● WORK INSTRUCTIONS:
A - Return the passage of the text on Madagascar's vehicle market starting at "Madagascar vehicles market" and ending at "rampant government corruption.".
B - Decide whether each statement agrees with the text on Madagascar's vehicle market: (i) Full-year 2020 vehicle sales fell 7.8% compared to 2019; (ii) Renault gained market share in 2020; (iii) agriculture employs roughly half of the population. Answer yes or no for each and quote the words of the text that decide it.
C - Rewrite as a short list the paragraph of the text on Madagascar's vehicle market that begins "Madagascar’s vehicle market has been characterized", keeping its main facts.

Madagascar vehicles market falls slightly due to the global pandemic affecting sales. Indeed, Full Year 2020 sales are 1.751, down 7.8% compared to 2019. Renault falls 14.1% and loses 1.4% share.
Madagascar is a mostly unregulated economy with many untapped natural resources, but no capital markets, a weak judicial system, poorly enforced contracts, and rampant government corruption.
The country faces challenges to improve education, healthcare, and the environment to boost long-term economic growth. Agriculture, including fishing and forestry, is a mainstay of the economy, accounting for more than one-fourth of GDP and employing roughly 80% of the population.
The Madagascar vehicle market has been affected in 2020 by the global COVID-19 pandemic, which impacted sales.
Madagascar’s vehicle market has been characterized by an unstable trend in recent years. Indeed, after being hit by a large drop in 2016 the market immediately recovered, bouncing back in 2017 at 2.126 units. However, in the following years registrations started declining, and in 2018 fell 6.2% at 1.995 units.
In 2019, signed the second consecutive year of decline. Indeed, Full-year sales have been 1.894, down 5.1% from the previous year.
Full-Year sales for 2020 have been 1.751, reporting a 7.8% decrease compared to 2019.
Brand-wise, this year the leader Toyota (+6.2%) gained 3.2% market share, followed by Renault (-14.1%), which lost 1.4% share. Nissan (-0.6%) was in the third position and gained 0.7% market share.
The most sold model in the country remains the Toyota Hilux with 270 sales (+12.5%), holding 15.4% market share.

● DATASET EXCERPTS:
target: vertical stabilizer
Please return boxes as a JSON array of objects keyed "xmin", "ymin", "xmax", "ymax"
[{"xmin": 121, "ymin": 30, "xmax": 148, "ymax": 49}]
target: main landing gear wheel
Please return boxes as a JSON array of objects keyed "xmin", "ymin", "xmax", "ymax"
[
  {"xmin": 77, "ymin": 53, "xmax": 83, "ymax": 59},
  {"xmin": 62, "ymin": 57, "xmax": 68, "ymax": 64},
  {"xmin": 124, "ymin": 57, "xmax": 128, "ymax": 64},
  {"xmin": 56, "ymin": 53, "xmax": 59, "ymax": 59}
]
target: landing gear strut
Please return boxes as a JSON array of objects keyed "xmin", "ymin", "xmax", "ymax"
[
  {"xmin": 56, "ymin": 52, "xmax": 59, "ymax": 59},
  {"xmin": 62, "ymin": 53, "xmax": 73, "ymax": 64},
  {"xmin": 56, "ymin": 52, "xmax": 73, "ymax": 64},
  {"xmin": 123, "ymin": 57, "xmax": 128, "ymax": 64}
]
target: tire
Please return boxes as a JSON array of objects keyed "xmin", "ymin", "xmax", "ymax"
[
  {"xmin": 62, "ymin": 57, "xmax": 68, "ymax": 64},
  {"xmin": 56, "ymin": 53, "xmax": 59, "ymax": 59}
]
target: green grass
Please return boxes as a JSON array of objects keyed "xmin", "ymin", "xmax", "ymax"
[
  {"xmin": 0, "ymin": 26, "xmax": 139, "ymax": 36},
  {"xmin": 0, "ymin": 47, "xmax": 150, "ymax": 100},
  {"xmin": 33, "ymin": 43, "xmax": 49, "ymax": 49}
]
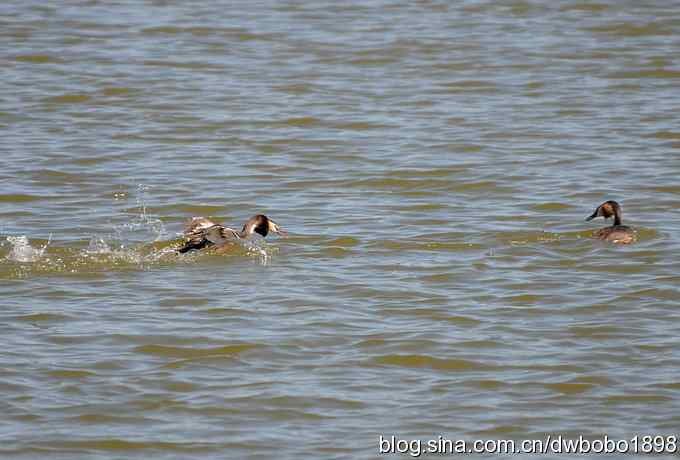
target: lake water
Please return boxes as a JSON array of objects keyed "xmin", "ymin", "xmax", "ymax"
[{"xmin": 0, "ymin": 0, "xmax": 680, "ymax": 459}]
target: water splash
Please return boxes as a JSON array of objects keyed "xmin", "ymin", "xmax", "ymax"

● TASK-BY-TASK ANSWERS:
A -
Madagascar vehicles market falls slightly due to the global pandemic affecting sales. Indeed, Full Year 2020 sales are 1.751, down 7.8% compared to 2019. Renault falls 14.1% and loses 1.4% share.
Madagascar is a mostly unregulated economy with many untapped natural resources, but no capital markets, a weak judicial system, poorly enforced contracts, and rampant government corruption.

B -
(i) Yes: "Full-Year sales for 2020 have been 1.751, reporting a 7.8% decrease compared to 2019."
(ii) No: "followed by Renault (-14.1%), which lost 1.4% share."
(iii) No: "employing roughly 80% of the population."

C -
- The market has followed an unstable trend in recent years.
- 2016: sales suffered a large drop.
- 2017: the market recovered at once, reaching 2.126 units.
- 2018: registrations began to decline, falling 6.2% to 1.995 units.